____ Extracted text
REPORT AND RECOMMENDATION
Freedom Mortgage Corporation (“Freedom Mortgage”) first filed this foreclosure action pursuant to the New York Real Property Actions and Proceedings Law (“RPAPL”) on February 4, 2019, against James M. Bullock, Jr. (“Bullock”), Deborah DuRussel (“DuRussel”), and the Clerk of the Suffolk County Traffic & Parking Violations Agency (“TPVA” and collectively, “Defendants”). (Compl. filed Feb. 4, 2019 (“Compl.”), Dkt. No. 1). The subject property is 4 Krause Street, Bay Shore, New York 11706. (Id. ¶ 1).
On January 12, 2023, Freedom Mortgage moved for default judgment. (Third Mot. for Default J. filed Jan. 12, 2023 (“Third Mot.”), Dkt. No. 51). The Court previously denied a motion for default judgment for lack of compliance with RPAPL §§ 1304 and 1306. Freedom Mortgage has failed to correct the identified errors and compounded them by submitting incorrect or confusing declarations in support of its present motion. As such, the Court recommends denial of the motion with leave to file a new motion correcting the deficiencies and clarifying the matters identified herein.
FACTUAL BACKGROUND AND PROCEDURAL HISTORY
On October 14, 2011, James M. Bullock, Jr. and Deborah DuRussel (together, the “Borrowers”) executed a mortgage and note with Continental Home Loans, Inc. (“Continental Homes”) encumbering 4 Krause Street, Bay Shore, New York 11706 (the “Subject Property”) in the principal amount of $245,611.00. (Compl. ¶¶ 10–11; Mortgage dated Oct. 14, 2011 (“Mortgage”), Dkt. No. 23-2; Note dated Oct. 14, 2011 (“Note”), attached as Schedule A to Compl.). The Mortgage was recorded in the Suffolk County Clerk's Office on November 17, 2011. (Compl. ¶ 11). On April 12, 2016, Continental Homes assigned the Mortgage to Freedom Mortgage. (Id. ¶ 12; Corporate Assignment of Mortgage dated Apr. 25, 2016, Dkt. No. 23-2).
The Borrowers failed to make a monthly payment due on January 1, 2016, and have continued to default on subsequent payments, placing them out of compliance with the terms and provisions of the Mortgage and Note. (Compl. ¶ 13). Each failure to make a payment constituted an Event of Default under the Note and a default under the Mortgage. (Note ¶ 6(B); Mortgage ¶ 9).
On October 9, 2018, Freedom Mortgage mailed 90-day foreclosure notices to the Borrowers at the Subject Property. (Notices dated Oct. 9, 2018, Dkt. No. 53-7). The 90-day notices informed the Borrowers that their home loan was 1,012 days and $78,509.64 in default, that they are “at risk of losing [their] home,” and if they do not take actions to cure the default within 90 days, the Lender “may commence legal action against [them].” (Id.). The Borrowers failed to cure the defaults. (Decl. of Tracy M. Fourtner dated Jan. 10, 2023 (“Fourtner Decl.”), Dkt. No. 53 ¶ 4).
________
____ Given data
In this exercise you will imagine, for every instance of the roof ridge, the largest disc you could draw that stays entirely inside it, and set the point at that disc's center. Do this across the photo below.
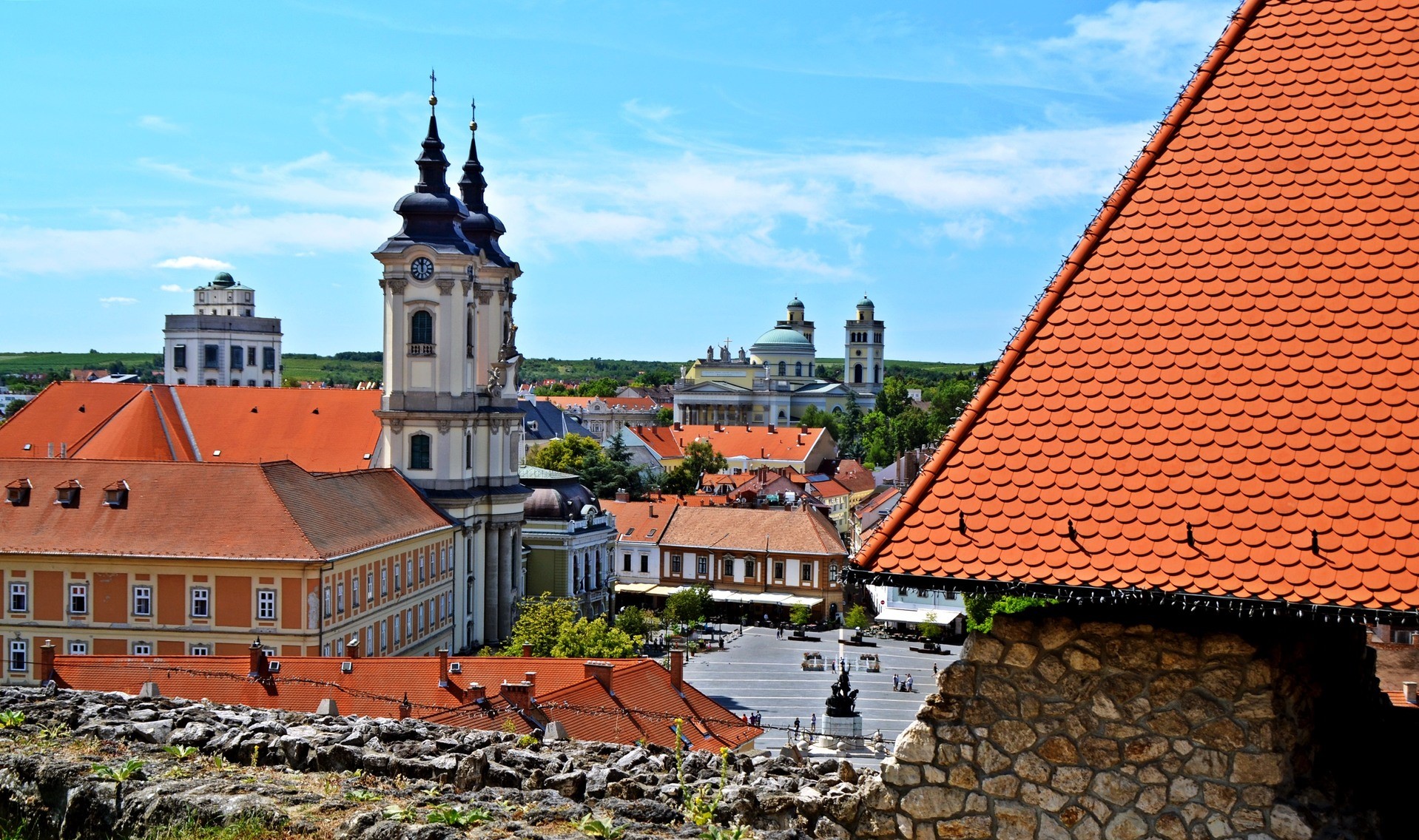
(1063, 279)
________
> [What to produce]
Could you pick up the foreclosure report after its last sentence and carry it forward? The data come from a different source than the foreclosure report.

> [Result below]
The Complaint was filed on February 4, 2019. (Compl.). It named Bullock and DuRussel as defendants because they were the borrowers who executed the Note and Mortgage on the Subject Property. (Id. ¶¶ 3–4, 10–11). It also named as a defendant TPVA as a potential subordinate lienholder. (Id. ¶¶ 5–6). Counsel for TPVA filed a notice of appearance on November 22, 2019. (Notice of Appearance, Dkt. No. 15). DuRussel and Bullock were properly served with a summons and the Complaint. (Aff. of Service dated Nov. 14, 2019, Dkt. No. 13; Aff. of Service dated Nov. 21, 2019, Dkt. No. 16). Neither DuRussel nor Bullock appeared or answered, and as a result, the Clerk of Court entered default against them. (Clerk's Entry of Default dated Dec. 20, 2019, Dkt. No. 19).
Freedom Mortgage also sought an entry of default against TPVA; the Clerk of Court denied this request since counsel had filed an appearance on TPVA's behalf. (Order dated Dec. 20, 2019).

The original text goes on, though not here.